- **Exercise requirements**
Write out the rows from the line with "Could you help me find the tree" to the line with "column 95, row 108", copying each one without any change.

- **Exercise input**
--------------------
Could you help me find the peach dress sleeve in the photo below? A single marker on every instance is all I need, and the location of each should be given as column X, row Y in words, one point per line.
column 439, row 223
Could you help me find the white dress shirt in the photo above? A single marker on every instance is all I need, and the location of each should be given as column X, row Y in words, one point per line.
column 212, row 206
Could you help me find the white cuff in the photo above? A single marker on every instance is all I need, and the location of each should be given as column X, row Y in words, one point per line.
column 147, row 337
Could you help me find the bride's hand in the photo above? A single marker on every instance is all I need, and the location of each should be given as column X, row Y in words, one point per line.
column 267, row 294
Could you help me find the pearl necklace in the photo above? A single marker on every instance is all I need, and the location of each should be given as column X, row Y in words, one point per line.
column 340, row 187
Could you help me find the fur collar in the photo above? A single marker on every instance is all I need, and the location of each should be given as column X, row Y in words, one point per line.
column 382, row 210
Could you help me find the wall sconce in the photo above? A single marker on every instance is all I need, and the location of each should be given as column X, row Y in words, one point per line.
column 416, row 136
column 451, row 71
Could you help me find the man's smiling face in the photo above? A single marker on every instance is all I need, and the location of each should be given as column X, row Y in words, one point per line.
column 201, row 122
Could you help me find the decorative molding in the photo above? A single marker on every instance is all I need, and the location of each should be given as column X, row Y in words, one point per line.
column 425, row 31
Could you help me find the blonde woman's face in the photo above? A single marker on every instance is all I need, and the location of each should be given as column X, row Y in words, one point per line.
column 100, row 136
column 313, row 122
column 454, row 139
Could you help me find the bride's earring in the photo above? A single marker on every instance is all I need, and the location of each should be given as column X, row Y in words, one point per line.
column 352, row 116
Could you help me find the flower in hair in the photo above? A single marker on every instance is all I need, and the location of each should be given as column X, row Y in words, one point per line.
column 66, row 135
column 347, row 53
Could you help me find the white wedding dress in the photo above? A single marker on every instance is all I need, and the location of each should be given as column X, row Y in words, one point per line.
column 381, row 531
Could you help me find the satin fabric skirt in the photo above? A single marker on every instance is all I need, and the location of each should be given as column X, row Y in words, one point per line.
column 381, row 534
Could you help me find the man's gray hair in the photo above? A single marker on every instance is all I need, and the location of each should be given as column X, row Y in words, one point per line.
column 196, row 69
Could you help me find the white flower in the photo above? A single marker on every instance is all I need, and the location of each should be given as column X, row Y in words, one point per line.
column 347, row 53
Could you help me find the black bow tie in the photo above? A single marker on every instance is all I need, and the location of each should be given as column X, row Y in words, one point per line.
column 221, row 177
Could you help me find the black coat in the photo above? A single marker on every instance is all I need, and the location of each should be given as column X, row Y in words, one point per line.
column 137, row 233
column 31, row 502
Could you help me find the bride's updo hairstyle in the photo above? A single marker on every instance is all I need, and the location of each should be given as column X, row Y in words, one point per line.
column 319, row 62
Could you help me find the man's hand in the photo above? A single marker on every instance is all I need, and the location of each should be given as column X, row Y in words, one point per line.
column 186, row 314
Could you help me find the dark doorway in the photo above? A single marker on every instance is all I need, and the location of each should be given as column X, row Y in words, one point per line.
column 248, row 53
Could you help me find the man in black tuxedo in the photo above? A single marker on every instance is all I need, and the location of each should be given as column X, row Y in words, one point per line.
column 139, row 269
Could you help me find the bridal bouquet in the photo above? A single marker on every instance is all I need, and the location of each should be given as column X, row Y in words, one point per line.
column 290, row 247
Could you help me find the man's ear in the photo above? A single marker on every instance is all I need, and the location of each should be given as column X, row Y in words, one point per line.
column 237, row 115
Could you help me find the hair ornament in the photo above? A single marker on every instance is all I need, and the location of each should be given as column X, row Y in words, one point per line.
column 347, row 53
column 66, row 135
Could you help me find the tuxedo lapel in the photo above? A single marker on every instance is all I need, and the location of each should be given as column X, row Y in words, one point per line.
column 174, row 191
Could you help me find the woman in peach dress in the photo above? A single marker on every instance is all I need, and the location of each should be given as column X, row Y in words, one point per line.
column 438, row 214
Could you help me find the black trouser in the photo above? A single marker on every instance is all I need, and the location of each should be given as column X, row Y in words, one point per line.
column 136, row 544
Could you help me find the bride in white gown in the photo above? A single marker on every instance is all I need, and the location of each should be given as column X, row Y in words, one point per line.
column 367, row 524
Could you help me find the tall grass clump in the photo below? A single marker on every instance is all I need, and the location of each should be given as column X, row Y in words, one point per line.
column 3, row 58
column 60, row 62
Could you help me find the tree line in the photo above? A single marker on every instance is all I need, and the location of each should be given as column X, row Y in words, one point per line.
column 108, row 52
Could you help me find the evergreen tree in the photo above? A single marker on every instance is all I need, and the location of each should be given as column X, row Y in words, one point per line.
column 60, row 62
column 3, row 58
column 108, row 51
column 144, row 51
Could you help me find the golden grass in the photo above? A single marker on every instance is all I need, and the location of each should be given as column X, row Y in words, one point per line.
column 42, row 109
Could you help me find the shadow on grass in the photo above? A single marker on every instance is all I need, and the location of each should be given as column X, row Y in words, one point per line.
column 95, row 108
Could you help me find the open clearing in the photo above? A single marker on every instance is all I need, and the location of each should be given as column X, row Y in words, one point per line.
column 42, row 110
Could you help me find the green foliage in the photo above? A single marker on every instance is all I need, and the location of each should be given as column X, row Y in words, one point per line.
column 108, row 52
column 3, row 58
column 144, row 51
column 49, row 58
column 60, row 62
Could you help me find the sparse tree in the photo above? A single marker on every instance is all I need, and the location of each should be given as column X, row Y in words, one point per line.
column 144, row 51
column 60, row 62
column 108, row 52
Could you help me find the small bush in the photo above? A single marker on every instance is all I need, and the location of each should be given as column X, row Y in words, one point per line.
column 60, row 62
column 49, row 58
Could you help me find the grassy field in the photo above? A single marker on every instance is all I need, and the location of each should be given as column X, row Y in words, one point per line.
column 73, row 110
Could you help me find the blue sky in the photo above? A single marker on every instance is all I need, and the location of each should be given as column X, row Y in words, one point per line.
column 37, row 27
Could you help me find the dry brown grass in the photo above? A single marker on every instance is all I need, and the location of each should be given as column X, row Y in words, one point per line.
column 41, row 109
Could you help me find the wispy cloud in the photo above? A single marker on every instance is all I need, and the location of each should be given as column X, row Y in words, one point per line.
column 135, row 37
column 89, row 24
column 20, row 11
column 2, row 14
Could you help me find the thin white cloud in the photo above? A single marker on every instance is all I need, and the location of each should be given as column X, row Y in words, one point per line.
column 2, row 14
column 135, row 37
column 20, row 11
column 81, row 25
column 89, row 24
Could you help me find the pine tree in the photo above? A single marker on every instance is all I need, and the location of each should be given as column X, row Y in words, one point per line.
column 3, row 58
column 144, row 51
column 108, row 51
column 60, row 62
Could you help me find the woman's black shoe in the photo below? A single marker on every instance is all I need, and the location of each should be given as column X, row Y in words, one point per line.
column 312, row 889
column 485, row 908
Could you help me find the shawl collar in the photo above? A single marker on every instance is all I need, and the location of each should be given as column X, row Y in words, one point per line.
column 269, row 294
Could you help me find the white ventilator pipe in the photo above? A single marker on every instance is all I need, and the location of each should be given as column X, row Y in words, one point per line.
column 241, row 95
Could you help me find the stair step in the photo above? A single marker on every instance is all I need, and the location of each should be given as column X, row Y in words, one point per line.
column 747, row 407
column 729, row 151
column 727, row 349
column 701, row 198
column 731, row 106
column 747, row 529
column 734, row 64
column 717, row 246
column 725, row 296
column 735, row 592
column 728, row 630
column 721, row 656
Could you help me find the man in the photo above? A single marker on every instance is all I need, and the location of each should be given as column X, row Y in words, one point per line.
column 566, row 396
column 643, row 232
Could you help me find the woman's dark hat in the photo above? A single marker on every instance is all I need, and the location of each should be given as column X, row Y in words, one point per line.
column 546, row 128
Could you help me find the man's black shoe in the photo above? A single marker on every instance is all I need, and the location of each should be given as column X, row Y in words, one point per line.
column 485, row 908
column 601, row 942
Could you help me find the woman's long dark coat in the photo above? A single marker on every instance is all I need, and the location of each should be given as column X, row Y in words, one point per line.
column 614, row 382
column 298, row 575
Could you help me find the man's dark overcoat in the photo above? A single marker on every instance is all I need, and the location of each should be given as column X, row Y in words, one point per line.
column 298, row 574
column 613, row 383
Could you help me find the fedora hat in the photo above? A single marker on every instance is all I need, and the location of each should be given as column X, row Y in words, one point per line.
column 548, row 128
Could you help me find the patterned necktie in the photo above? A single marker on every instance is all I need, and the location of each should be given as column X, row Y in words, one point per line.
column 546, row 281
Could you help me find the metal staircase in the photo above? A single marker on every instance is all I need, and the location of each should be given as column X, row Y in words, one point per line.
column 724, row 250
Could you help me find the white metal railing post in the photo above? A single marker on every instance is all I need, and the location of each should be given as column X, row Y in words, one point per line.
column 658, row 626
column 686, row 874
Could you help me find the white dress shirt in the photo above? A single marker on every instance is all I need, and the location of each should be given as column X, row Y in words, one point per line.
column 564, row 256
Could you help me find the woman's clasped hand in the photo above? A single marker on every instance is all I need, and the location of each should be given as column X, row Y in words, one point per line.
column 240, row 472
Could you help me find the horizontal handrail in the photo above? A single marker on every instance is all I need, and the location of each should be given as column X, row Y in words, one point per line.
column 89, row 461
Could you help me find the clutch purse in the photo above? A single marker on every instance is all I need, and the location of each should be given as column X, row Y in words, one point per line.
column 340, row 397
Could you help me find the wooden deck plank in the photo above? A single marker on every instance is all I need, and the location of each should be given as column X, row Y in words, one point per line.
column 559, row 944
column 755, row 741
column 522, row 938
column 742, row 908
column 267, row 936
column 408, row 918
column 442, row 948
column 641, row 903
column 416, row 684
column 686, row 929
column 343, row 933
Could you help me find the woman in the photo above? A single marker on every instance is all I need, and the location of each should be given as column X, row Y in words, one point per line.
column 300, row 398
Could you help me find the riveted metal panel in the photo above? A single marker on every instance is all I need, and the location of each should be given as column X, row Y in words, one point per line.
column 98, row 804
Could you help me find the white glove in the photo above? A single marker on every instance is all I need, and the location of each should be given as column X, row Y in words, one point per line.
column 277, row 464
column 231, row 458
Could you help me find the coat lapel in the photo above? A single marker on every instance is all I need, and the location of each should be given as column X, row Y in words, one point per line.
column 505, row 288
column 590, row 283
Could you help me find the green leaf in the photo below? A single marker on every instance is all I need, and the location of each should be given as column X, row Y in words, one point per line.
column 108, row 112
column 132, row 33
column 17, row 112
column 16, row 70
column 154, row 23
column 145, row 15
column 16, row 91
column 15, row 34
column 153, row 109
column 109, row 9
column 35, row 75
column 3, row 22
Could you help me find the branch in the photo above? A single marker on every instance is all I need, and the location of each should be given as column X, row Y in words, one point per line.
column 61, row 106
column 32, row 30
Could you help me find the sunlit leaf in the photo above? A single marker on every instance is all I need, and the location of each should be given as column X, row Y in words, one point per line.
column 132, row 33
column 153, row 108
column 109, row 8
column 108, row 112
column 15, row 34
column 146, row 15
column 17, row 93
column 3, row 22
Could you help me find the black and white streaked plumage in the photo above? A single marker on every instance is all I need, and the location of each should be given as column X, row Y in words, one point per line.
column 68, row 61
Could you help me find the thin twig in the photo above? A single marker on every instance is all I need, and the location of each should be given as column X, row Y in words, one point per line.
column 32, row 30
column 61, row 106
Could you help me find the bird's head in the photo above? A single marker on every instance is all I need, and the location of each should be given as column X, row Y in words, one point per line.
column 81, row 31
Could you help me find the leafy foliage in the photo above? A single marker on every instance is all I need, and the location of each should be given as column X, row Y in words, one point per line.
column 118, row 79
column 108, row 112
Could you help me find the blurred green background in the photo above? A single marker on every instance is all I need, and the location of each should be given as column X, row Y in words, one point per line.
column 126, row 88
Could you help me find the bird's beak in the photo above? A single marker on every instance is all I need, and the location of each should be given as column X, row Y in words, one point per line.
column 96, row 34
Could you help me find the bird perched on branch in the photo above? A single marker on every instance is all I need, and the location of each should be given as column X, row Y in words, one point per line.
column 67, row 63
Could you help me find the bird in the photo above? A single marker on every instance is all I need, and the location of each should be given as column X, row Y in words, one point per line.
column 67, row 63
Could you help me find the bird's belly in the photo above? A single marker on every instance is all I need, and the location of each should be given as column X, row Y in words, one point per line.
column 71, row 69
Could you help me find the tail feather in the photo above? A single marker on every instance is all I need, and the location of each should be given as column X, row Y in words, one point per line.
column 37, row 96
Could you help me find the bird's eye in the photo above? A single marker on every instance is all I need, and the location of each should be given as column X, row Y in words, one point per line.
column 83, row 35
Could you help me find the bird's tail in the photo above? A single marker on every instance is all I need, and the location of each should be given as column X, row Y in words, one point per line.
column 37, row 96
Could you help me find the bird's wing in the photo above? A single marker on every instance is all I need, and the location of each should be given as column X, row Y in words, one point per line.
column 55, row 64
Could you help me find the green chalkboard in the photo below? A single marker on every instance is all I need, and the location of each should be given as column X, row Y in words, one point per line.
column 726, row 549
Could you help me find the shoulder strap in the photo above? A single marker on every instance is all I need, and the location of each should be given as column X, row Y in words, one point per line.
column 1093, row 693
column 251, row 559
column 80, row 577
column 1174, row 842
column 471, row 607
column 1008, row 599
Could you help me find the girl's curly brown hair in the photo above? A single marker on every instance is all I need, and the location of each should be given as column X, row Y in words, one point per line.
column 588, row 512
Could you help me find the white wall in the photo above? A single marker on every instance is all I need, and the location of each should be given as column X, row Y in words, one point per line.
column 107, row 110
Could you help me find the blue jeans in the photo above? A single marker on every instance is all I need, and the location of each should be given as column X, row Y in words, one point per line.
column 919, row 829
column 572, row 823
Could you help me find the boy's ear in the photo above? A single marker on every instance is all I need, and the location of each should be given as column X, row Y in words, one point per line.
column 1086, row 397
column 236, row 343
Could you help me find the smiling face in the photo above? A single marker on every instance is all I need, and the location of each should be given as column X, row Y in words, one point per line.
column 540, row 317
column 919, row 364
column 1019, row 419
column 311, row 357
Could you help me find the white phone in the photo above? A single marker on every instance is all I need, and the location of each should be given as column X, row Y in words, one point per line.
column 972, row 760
--------------------
- **Completed task**
Could you help me find the tree line in the photo above? A single marker on every instance is all I need, and the location of each should be given as column X, row Y in words, one point per line.
column 108, row 52
Could you help me find the evergreen tree in the photo above? A single marker on every instance is all I need, and the location of each should be given as column X, row Y in words, one point per line.
column 60, row 62
column 3, row 58
column 108, row 51
column 144, row 51
Could you help me find the golden grass in the photo above? A single marker on every instance is all I need, and the location of each should be given as column X, row Y in words, one point per line.
column 42, row 109
Could you help me find the shadow on grass in the photo above? A single marker on every instance is all I need, and the location of each should be given as column X, row Y in words, one point per line.
column 95, row 108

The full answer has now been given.